▸ **Stated goal**
Each entry below is to be duplicated verbatim.

▸ **Working data**
^^^^^^^^^^^^^^^^
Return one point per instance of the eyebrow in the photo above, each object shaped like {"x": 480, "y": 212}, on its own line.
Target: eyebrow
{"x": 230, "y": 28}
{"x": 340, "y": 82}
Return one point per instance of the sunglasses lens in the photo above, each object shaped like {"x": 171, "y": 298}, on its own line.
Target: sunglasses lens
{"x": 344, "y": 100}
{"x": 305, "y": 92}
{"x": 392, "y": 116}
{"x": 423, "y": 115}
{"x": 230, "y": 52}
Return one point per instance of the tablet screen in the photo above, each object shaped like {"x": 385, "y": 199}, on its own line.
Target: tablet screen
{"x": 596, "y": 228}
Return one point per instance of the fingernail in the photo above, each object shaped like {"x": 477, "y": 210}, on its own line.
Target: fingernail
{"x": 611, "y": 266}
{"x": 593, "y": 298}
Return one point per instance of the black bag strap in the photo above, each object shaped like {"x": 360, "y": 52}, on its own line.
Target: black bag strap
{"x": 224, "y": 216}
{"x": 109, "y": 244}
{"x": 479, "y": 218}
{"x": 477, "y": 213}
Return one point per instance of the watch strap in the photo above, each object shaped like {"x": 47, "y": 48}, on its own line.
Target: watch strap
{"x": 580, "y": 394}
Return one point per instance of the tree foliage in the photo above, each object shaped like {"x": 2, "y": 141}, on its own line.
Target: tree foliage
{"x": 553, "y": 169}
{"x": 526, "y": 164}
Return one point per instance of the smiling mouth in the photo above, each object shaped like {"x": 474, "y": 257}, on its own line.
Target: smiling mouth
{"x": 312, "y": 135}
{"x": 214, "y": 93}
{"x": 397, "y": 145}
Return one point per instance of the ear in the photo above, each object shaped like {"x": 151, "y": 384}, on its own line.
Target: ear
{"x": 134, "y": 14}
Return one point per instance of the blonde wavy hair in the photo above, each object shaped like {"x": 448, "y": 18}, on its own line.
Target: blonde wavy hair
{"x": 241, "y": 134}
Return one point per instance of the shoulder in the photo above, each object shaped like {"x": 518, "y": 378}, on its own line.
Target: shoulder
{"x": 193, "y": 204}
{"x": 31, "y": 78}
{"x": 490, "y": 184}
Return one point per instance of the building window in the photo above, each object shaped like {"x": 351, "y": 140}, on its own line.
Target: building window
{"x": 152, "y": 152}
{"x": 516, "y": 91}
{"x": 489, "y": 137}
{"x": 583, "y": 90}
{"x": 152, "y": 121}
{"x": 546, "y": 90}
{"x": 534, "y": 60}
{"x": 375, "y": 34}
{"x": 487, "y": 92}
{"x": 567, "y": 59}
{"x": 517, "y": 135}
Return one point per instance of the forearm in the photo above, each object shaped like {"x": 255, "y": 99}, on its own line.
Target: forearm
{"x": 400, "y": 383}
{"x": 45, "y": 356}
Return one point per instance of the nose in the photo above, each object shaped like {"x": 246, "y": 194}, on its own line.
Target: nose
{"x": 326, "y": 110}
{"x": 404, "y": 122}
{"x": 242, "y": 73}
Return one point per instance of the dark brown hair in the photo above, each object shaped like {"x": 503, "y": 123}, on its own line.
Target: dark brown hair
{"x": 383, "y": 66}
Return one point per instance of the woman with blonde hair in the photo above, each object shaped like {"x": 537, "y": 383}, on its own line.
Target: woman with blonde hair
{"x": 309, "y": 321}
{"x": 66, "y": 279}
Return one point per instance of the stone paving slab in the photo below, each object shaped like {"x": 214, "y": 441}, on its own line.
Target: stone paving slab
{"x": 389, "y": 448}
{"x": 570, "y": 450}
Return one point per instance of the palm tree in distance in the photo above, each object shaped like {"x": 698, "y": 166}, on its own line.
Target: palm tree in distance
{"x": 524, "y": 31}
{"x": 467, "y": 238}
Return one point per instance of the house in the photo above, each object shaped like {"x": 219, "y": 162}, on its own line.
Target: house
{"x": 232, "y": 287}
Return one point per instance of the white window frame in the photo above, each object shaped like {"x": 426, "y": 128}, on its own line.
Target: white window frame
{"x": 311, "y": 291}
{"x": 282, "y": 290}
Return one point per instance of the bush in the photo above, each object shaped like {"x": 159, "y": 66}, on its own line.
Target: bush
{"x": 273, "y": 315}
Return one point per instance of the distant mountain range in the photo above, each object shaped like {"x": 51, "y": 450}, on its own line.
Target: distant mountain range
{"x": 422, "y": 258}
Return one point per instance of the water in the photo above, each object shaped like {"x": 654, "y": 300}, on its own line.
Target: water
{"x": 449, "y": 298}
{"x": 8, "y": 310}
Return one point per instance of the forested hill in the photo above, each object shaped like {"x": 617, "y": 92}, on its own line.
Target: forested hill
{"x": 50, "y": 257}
^^^^^^^^^^^^^^^^
▸ **Result for this exercise**
Return one point per instance of the eyebrow in the photo above, each object shaped like {"x": 480, "y": 212}, on its own line.
Target: eyebrow
{"x": 230, "y": 28}
{"x": 340, "y": 82}
Return one point per instance of the sunglasses lens in the photo above, each object shaped like {"x": 171, "y": 298}, on its own line.
Target: sunglasses lens
{"x": 344, "y": 100}
{"x": 305, "y": 92}
{"x": 392, "y": 116}
{"x": 423, "y": 115}
{"x": 230, "y": 52}
Return one point per instance of the tablet screen in the photo above, each object shaped like {"x": 385, "y": 199}, on its own line.
Target: tablet screen
{"x": 596, "y": 228}
Return one point per instance of the fingernail in the photo above, each object shaped like {"x": 477, "y": 210}, on its own line.
Target: fingernail
{"x": 611, "y": 266}
{"x": 593, "y": 298}
Return one point per instance of the black bag strap in the photo above, each object shaped like {"x": 360, "y": 52}, on its own line.
Target: black bag strap
{"x": 224, "y": 216}
{"x": 109, "y": 244}
{"x": 479, "y": 218}
{"x": 477, "y": 213}
Return one point per instance of the watch strap in the photo above, each object shaped like {"x": 47, "y": 48}, on its own line.
Target: watch strap
{"x": 580, "y": 394}
Return one point per instance of the tree foliage in the photo above, each object shaped like {"x": 2, "y": 141}, on its own line.
Target: tree foliage
{"x": 553, "y": 169}
{"x": 526, "y": 164}
Return one point per instance of the smiling mouth in the photo above, each object shaped like {"x": 474, "y": 257}, on its own line.
Target: smiling mouth
{"x": 312, "y": 135}
{"x": 214, "y": 93}
{"x": 397, "y": 145}
Return one point per instance of the ear in the photo above, each object shaped like {"x": 151, "y": 384}, on its own line.
Target: ear
{"x": 134, "y": 14}
Return one point per instance of the blonde wavy hair in the photo above, each object shaped like {"x": 448, "y": 18}, on its own line.
Target: blonde wavy hair
{"x": 241, "y": 134}
Return one point per instance of the shoulder in the photo above, each object shaped like {"x": 518, "y": 378}, on its own line.
Target: shoulder
{"x": 193, "y": 204}
{"x": 31, "y": 78}
{"x": 490, "y": 184}
Return one point per instance of the building window in the photo above, each object shaped like {"x": 351, "y": 140}, on its own line.
Target: building window
{"x": 152, "y": 152}
{"x": 516, "y": 91}
{"x": 489, "y": 137}
{"x": 583, "y": 90}
{"x": 152, "y": 121}
{"x": 546, "y": 90}
{"x": 534, "y": 60}
{"x": 375, "y": 34}
{"x": 487, "y": 92}
{"x": 567, "y": 59}
{"x": 517, "y": 135}
Return one point per instance of the forearm in the photo above, each object shaped like {"x": 255, "y": 99}, on its own line.
Target: forearm
{"x": 400, "y": 383}
{"x": 45, "y": 356}
Return one point per instance of the nose in the photo above, each object shaped like {"x": 246, "y": 194}, on its own line.
Target: nose
{"x": 326, "y": 110}
{"x": 404, "y": 122}
{"x": 242, "y": 73}
Return one point per instance of the dark brown hair in the photo above, each object shaped like {"x": 503, "y": 123}, on its own line.
Target: dark brown hair
{"x": 383, "y": 66}
Return one point per instance of the woman with blonde hair in the photo above, each object shaped like {"x": 537, "y": 383}, on its own line.
Target: woman with blonde hair
{"x": 309, "y": 321}
{"x": 66, "y": 279}
Return one point per instance of the stone paving slab in the photo below, each object shaped like {"x": 214, "y": 441}, on its own line.
Target: stone paving slab
{"x": 389, "y": 448}
{"x": 570, "y": 450}
Return one point per instance of the palm tree in distance in the photo above, each object shaped like {"x": 698, "y": 166}, on its own line.
Target: palm tree in distance
{"x": 524, "y": 31}
{"x": 467, "y": 238}
Return one point per instance of the house in the photo above, each object shaped like {"x": 219, "y": 162}, on its own line.
Target: house
{"x": 232, "y": 287}
Return one point per instance of the white window frame in the photo above, each object shaped like {"x": 426, "y": 128}, on its own line.
Target: white window frame
{"x": 311, "y": 291}
{"x": 282, "y": 290}
Return one point per instance of the bush in the photo above, each object shaped like {"x": 159, "y": 66}, on its own line.
Target: bush
{"x": 273, "y": 315}
Return one point per instance of the distant mountain range in the photo above, each object shaped like {"x": 51, "y": 450}, on its own line.
Target: distant mountain range
{"x": 422, "y": 258}
Return one point per instance of the water in the photo above, each object shaped like {"x": 654, "y": 300}, on its own line.
Target: water
{"x": 449, "y": 298}
{"x": 8, "y": 310}
Return one point per instance of the forested hill in the photo above, each object shaped like {"x": 617, "y": 92}, on its own line.
Target: forested hill
{"x": 50, "y": 257}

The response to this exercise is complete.